**PROBLEM TO SOLVE**: Reproduce the records below, changing every "rough mask" to "coarse mask" and leaving everything else as it is.

**RECORDS FOR THIS EXERCISE**:

┌────────

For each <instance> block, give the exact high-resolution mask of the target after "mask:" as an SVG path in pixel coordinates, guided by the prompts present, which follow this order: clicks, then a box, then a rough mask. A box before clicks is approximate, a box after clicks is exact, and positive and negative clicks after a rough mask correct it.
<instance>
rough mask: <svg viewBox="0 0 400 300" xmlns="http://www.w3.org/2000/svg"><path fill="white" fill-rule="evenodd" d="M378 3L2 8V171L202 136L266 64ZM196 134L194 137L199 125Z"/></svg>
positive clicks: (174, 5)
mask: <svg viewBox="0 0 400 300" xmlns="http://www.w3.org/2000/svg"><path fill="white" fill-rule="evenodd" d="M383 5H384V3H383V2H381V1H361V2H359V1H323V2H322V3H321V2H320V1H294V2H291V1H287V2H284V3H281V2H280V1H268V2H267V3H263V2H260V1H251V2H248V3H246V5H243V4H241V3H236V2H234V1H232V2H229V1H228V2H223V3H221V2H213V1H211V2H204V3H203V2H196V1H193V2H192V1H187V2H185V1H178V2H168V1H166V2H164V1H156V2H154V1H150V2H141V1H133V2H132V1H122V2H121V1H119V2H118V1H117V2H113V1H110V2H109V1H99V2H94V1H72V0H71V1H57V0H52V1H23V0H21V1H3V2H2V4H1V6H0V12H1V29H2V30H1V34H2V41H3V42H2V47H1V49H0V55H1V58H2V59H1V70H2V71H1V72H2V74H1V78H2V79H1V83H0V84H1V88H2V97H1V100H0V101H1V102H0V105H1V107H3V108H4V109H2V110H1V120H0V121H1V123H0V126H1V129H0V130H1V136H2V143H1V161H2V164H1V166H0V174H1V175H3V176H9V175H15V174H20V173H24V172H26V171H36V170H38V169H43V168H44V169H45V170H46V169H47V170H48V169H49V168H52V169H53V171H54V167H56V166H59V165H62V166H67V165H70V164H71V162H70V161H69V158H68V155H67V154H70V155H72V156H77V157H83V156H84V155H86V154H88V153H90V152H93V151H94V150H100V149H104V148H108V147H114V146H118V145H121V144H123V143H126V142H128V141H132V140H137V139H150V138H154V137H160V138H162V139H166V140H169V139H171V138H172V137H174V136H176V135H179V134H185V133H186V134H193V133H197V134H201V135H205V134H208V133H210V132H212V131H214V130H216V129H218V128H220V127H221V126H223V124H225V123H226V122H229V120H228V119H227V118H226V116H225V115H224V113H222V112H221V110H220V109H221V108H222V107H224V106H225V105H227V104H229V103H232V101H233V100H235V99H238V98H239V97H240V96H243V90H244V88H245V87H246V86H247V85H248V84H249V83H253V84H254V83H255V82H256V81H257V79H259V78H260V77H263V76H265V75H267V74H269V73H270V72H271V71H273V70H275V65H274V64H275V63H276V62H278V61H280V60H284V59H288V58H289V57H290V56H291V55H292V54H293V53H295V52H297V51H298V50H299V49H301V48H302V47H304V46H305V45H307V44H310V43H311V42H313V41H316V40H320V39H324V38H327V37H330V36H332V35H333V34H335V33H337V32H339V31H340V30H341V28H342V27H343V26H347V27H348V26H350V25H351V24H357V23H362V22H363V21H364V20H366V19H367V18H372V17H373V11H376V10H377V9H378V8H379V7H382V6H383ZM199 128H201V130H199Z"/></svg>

└────────

**RESULT OF THIS EXERCISE**:
For each <instance> block, give the exact high-resolution mask of the target after "mask:" as an SVG path in pixel coordinates, guided by the prompts present, which follow this order: clicks, then a box, then a coarse mask. A box before clicks is approximate, a box after clicks is exact, and positive and negative clicks after a coarse mask correct it.
<instance>
coarse mask: <svg viewBox="0 0 400 300" xmlns="http://www.w3.org/2000/svg"><path fill="white" fill-rule="evenodd" d="M378 3L2 8V171L202 136L266 64ZM196 134L194 137L199 125Z"/></svg>
positive clicks: (174, 5)
mask: <svg viewBox="0 0 400 300" xmlns="http://www.w3.org/2000/svg"><path fill="white" fill-rule="evenodd" d="M383 5H384V3H383V2H381V1H361V2H359V1H323V2H322V3H321V2H320V1H294V2H291V1H287V2H284V3H281V2H280V1H268V2H267V3H263V2H260V1H251V2H248V3H246V5H243V4H241V3H236V2H234V1H232V2H229V1H228V2H223V3H221V2H213V1H211V2H204V3H203V2H196V1H193V2H192V1H187V2H185V1H178V2H168V1H166V2H164V1H156V2H154V1H150V2H141V1H133V2H132V1H122V2H121V1H119V2H118V1H117V2H113V1H110V2H109V1H99V2H94V1H72V0H71V1H57V0H52V1H23V0H21V1H3V2H2V4H1V6H0V12H1V29H2V30H1V34H2V41H3V42H2V47H1V49H0V55H1V58H2V59H1V70H2V71H1V72H2V74H1V78H2V79H1V83H0V84H1V88H2V97H1V100H0V101H1V102H0V105H1V107H3V108H4V109H2V110H1V120H0V121H1V123H0V126H1V129H0V130H1V136H2V143H1V161H2V164H1V166H0V174H1V175H3V176H9V175H15V174H20V173H24V172H26V171H36V170H38V169H43V168H44V169H45V170H46V169H47V170H48V169H49V168H52V169H53V171H54V167H56V166H59V165H62V166H67V165H70V164H71V162H70V161H69V158H68V155H67V154H70V155H72V156H77V157H83V156H84V155H86V154H88V153H90V152H93V151H94V150H100V149H104V148H108V147H114V146H118V145H121V144H123V143H126V142H128V141H132V140H137V139H150V138H154V137H160V138H162V139H166V140H169V139H171V138H172V137H174V136H176V135H179V134H185V133H186V134H193V133H197V134H201V135H205V134H208V133H210V132H212V131H214V130H216V129H218V128H220V127H221V126H223V124H225V123H226V122H229V120H228V119H227V118H226V116H225V115H224V113H222V112H221V110H220V109H221V108H222V107H224V106H225V105H227V104H229V103H232V101H233V100H235V99H238V98H239V97H240V96H243V90H244V88H245V87H246V86H247V85H248V84H249V83H253V84H254V83H255V82H256V81H257V79H259V78H260V77H263V76H265V75H267V74H269V73H270V72H271V71H273V70H275V65H274V64H275V63H276V62H278V61H280V60H284V59H288V58H289V57H290V56H291V55H292V54H293V53H295V52H297V51H298V50H299V49H301V48H302V47H304V46H305V45H307V44H310V43H311V42H313V41H316V40H320V39H324V38H327V37H330V36H332V35H333V34H335V33H337V32H339V31H340V30H341V28H342V27H343V26H347V27H348V26H350V25H351V24H357V23H362V22H363V21H364V20H366V19H367V18H372V17H373V11H376V10H377V9H378V8H379V7H382V6H383ZM199 128H201V130H199Z"/></svg>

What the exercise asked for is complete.